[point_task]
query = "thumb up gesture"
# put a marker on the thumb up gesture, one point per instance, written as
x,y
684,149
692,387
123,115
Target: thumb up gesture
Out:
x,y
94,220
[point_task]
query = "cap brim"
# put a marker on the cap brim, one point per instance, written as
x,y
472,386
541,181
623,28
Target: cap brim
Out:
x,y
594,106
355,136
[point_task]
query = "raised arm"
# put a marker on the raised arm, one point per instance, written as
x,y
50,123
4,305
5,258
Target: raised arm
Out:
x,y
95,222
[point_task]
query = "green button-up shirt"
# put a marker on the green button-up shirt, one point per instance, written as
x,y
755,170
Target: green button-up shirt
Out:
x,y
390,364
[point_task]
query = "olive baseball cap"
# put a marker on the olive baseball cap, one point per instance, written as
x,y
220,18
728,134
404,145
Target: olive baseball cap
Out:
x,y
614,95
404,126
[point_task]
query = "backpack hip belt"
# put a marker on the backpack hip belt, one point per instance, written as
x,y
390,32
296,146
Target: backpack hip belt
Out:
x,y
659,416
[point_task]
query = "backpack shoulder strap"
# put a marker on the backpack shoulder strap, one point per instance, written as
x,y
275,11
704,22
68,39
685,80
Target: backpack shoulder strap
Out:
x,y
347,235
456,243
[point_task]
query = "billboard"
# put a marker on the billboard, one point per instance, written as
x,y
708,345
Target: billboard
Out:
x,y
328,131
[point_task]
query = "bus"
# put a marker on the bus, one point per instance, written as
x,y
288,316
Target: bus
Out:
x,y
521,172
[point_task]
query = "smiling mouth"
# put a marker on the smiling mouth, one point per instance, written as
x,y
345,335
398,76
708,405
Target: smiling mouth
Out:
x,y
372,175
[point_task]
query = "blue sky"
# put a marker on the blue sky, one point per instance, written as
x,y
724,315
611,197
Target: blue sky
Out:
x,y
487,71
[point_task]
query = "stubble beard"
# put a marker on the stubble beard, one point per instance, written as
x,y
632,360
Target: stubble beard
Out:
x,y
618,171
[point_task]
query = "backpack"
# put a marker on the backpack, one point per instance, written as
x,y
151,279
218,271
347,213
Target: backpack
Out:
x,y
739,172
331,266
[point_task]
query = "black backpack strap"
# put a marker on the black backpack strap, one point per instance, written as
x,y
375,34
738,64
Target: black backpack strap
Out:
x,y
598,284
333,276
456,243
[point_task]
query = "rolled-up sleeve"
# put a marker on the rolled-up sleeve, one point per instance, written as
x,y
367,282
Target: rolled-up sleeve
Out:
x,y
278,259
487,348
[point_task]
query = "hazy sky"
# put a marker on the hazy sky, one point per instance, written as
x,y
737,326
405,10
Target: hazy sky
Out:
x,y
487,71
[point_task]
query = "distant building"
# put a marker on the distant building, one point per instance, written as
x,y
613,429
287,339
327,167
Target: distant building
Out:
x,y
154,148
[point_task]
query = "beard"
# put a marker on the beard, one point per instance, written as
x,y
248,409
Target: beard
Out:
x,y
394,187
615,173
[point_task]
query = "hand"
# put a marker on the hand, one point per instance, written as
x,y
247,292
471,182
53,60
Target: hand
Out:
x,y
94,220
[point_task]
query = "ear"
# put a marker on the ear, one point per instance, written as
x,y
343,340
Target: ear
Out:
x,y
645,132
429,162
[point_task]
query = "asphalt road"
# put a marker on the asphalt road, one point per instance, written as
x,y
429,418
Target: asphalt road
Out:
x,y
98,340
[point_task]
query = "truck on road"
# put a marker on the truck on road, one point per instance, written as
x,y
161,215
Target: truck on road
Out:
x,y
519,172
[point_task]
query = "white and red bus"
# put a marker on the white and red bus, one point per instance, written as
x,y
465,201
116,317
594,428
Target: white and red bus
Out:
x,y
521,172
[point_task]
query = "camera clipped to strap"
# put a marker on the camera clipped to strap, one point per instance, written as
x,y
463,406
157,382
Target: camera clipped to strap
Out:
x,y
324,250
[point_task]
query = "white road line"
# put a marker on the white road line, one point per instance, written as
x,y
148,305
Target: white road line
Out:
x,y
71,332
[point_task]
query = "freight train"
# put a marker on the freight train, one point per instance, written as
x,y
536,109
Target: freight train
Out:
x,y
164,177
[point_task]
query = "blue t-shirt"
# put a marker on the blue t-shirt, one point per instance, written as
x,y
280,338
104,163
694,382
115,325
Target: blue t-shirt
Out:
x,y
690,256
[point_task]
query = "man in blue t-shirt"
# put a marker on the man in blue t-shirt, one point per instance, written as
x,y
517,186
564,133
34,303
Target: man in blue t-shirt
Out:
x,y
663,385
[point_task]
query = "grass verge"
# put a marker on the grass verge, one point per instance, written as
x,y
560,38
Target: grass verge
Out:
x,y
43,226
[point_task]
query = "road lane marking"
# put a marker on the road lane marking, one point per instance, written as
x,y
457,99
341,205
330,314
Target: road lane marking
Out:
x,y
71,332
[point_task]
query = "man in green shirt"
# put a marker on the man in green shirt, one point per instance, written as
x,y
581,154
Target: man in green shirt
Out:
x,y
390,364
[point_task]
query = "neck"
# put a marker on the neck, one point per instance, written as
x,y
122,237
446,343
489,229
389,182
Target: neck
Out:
■ ■ ■ ■ ■
Stated goal: Copy out all of the records above with nothing altered.

Solution for this task:
[point_task]
query = "thumb up gesture"
# put a marker on the thumb up gesture, one point per instance, written as
x,y
684,149
692,387
123,115
Target: thumb up gesture
Out:
x,y
94,220
[point_task]
query = "cap brim"
# put a marker on the cap brim, one point per instance, written as
x,y
472,386
541,181
623,28
Target: cap brim
Out:
x,y
594,106
355,136
[point_task]
query = "raised arm"
# put a marker on the raised arm, one point per instance, written as
x,y
50,123
4,305
5,258
Target: raised arm
Out:
x,y
95,222
[point_task]
query = "green button-up shirt"
# put a marker on the green button-up shirt, one point per instance, written as
x,y
755,170
Target: green button-up shirt
Out:
x,y
390,364
[point_task]
query = "olive baseball cap"
# put a marker on the olive baseball cap, one point per instance, written as
x,y
220,18
728,134
404,145
Target: olive baseball cap
Out:
x,y
614,95
404,126
[point_task]
query = "backpack hip belt"
# put a marker on the backpack hip belt, one point per instance, written as
x,y
390,32
296,146
Target: backpack hip belt
Out:
x,y
659,416
[point_task]
query = "backpack shoulder strap"
# put a marker on the backpack shoulder strap, one point per instance, written as
x,y
275,11
704,22
68,39
685,80
Target: backpack shoulder strap
Out:
x,y
347,235
456,243
[point_task]
query = "billboard"
# put a marker on the billboard, one point per instance, written as
x,y
708,345
Target: billboard
Out:
x,y
328,131
[point_task]
query = "bus"
# put a marker on the bus, one point per instance, written as
x,y
288,316
Target: bus
Out:
x,y
521,172
[point_task]
query = "smiling mouth"
# put a marker on the smiling mouth, one point per instance, written as
x,y
345,335
398,76
708,405
Target: smiling mouth
Out:
x,y
372,175
[point_task]
query = "blue sky"
# put a marker on the blue sky, one point per instance, written as
x,y
724,315
611,197
Target: blue sky
Out:
x,y
487,71
[point_task]
query = "stubble beard"
# put a marker on the stubble beard, one point per instance, written as
x,y
632,360
Target: stubble beard
Out:
x,y
618,171
[point_task]
query = "backpack"
# put a marker on the backpack, one point per instance, written as
x,y
151,279
218,271
347,213
Target: backpack
Out:
x,y
739,172
331,266
[point_task]
query = "black backpack strap"
# put a marker on the black backpack strap, one point per instance, written as
x,y
375,34
738,64
Target: black backpack strap
Out:
x,y
598,284
333,276
456,243
[point_task]
query = "rolled-up sleeve"
# put a marker on the rolled-up sleeve, one point per instance, written as
x,y
367,282
Target: rolled-up sleeve
Out:
x,y
278,259
487,348
[point_task]
query = "hazy sky"
# put a marker on the hazy sky, one point per instance, written as
x,y
737,326
405,10
Target: hazy sky
Out:
x,y
487,71
[point_task]
query = "distant building"
# put a marker on the distant building, one point per instance, written as
x,y
613,429
287,339
327,167
Target: distant building
Out:
x,y
154,148
[point_task]
query = "beard"
# put a marker on the beard, one point per instance, written as
x,y
248,409
Target: beard
Out:
x,y
394,187
615,173
[point_task]
query = "hand"
# put a marker on the hand, one point per instance, written as
x,y
247,292
471,182
53,60
Target: hand
Out:
x,y
94,220
[point_task]
query = "ear"
# put a marker on the ear, one point per instance, written as
x,y
343,340
Target: ear
Out:
x,y
645,132
429,162
[point_task]
query = "asphalt road"
# put a marker on the asphalt road, one point per instance, written as
x,y
429,418
Target: asphalt road
Out:
x,y
98,340
[point_task]
query = "truck on road"
# put a marker on the truck on road, one point per instance, written as
x,y
161,215
Target: truck on road
Out:
x,y
519,172
[point_task]
query = "white and red bus"
# put a marker on the white and red bus, one point per instance, written as
x,y
465,201
116,317
594,428
Target: white and red bus
Out:
x,y
521,172
[point_task]
query = "camera clipped to strap"
# put a marker on the camera clipped to strap, one point per instance, written as
x,y
463,406
157,382
Target: camera clipped to strap
Out:
x,y
324,250
[point_task]
query = "white road line"
# put a marker on the white road line, one point per instance, written as
x,y
148,305
Target: white road line
Out:
x,y
71,332
[point_task]
query = "freight train"
# put a marker on the freight train, one point per instance, written as
x,y
536,109
Target: freight train
Out:
x,y
164,177
[point_task]
query = "blue t-shirt"
# put a marker on the blue t-shirt, one point per instance, written as
x,y
280,338
104,163
694,382
115,325
Target: blue t-shirt
Out:
x,y
690,256
[point_task]
query = "man in blue t-shirt"
# put a marker on the man in blue t-shirt, one point per instance, written as
x,y
517,186
564,133
34,303
Target: man in blue t-shirt
Out:
x,y
663,385
[point_task]
query = "grass verge"
# put a marker on the grass verge, one point per instance, written as
x,y
560,38
Target: grass verge
Out:
x,y
43,226
[point_task]
query = "road lane marking"
# put a marker on the road lane marking, one point per instance, written as
x,y
457,99
341,205
330,314
Target: road lane marking
Out:
x,y
71,332
[point_task]
query = "man in green shirt"
# put a marker on the man in green shirt, one point per instance, written as
x,y
581,154
Target: man in green shirt
Out:
x,y
390,364
[point_task]
query = "neck"
# put a marker on the neck, one point per instance, written as
x,y
122,237
446,343
489,229
389,182
Target: neck
Out:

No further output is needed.